──────── Dataset content

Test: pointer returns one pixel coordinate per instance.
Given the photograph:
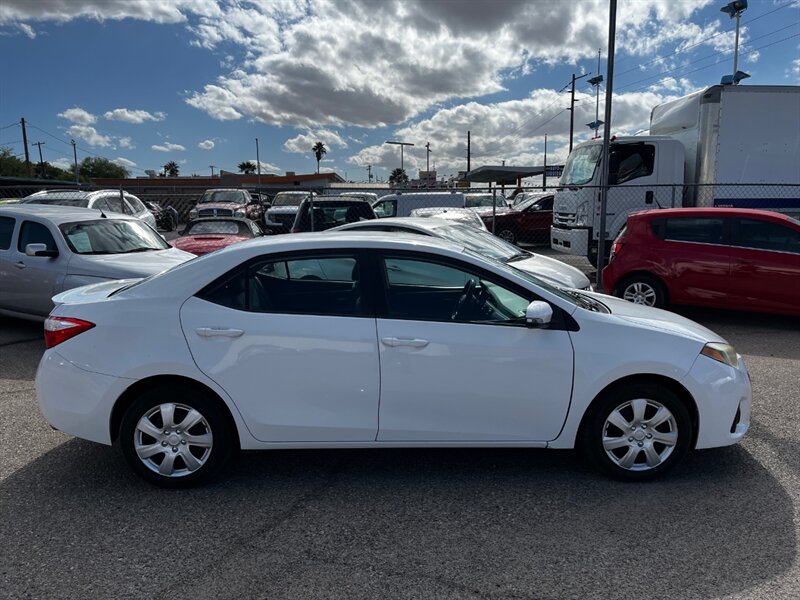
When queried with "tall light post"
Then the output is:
(402, 147)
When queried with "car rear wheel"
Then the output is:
(175, 437)
(508, 235)
(637, 432)
(642, 289)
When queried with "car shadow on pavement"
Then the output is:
(389, 523)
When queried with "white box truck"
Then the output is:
(722, 146)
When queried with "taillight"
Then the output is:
(60, 329)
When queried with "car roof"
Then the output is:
(59, 214)
(710, 212)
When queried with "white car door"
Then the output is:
(292, 343)
(464, 367)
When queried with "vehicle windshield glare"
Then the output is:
(581, 165)
(110, 236)
(217, 227)
(235, 196)
(284, 199)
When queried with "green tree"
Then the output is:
(398, 177)
(319, 151)
(94, 167)
(171, 169)
(247, 167)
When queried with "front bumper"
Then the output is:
(77, 401)
(724, 398)
(570, 241)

────────────────

Given task :: Copy out every line above word for word, omitting the pictures.

Exercise response ::
Test: pointer returns one pixel coordinate per instance.
Given the photograph:
When queried with "tall light post"
Then the output is:
(402, 147)
When queried with "car rear wheel"
Then the output is:
(175, 437)
(508, 235)
(637, 432)
(642, 289)
When queried with "car shadow on pavement"
Then the output is:
(389, 523)
When queried with "white box truck"
Then the output is:
(722, 146)
When queried with "taillight"
Then the output is:
(60, 329)
When queried with "car roof"
Then the output is:
(59, 214)
(710, 212)
When queried with "white car door"
Then the output is:
(292, 343)
(464, 367)
When queried with "vehicle windshield glare"
Then the output is:
(581, 165)
(110, 236)
(217, 227)
(235, 196)
(284, 199)
When queried with "green tree"
Then the output is:
(398, 177)
(319, 151)
(94, 167)
(171, 169)
(247, 167)
When queried with "front bumper"
Then the output is:
(77, 401)
(724, 398)
(570, 241)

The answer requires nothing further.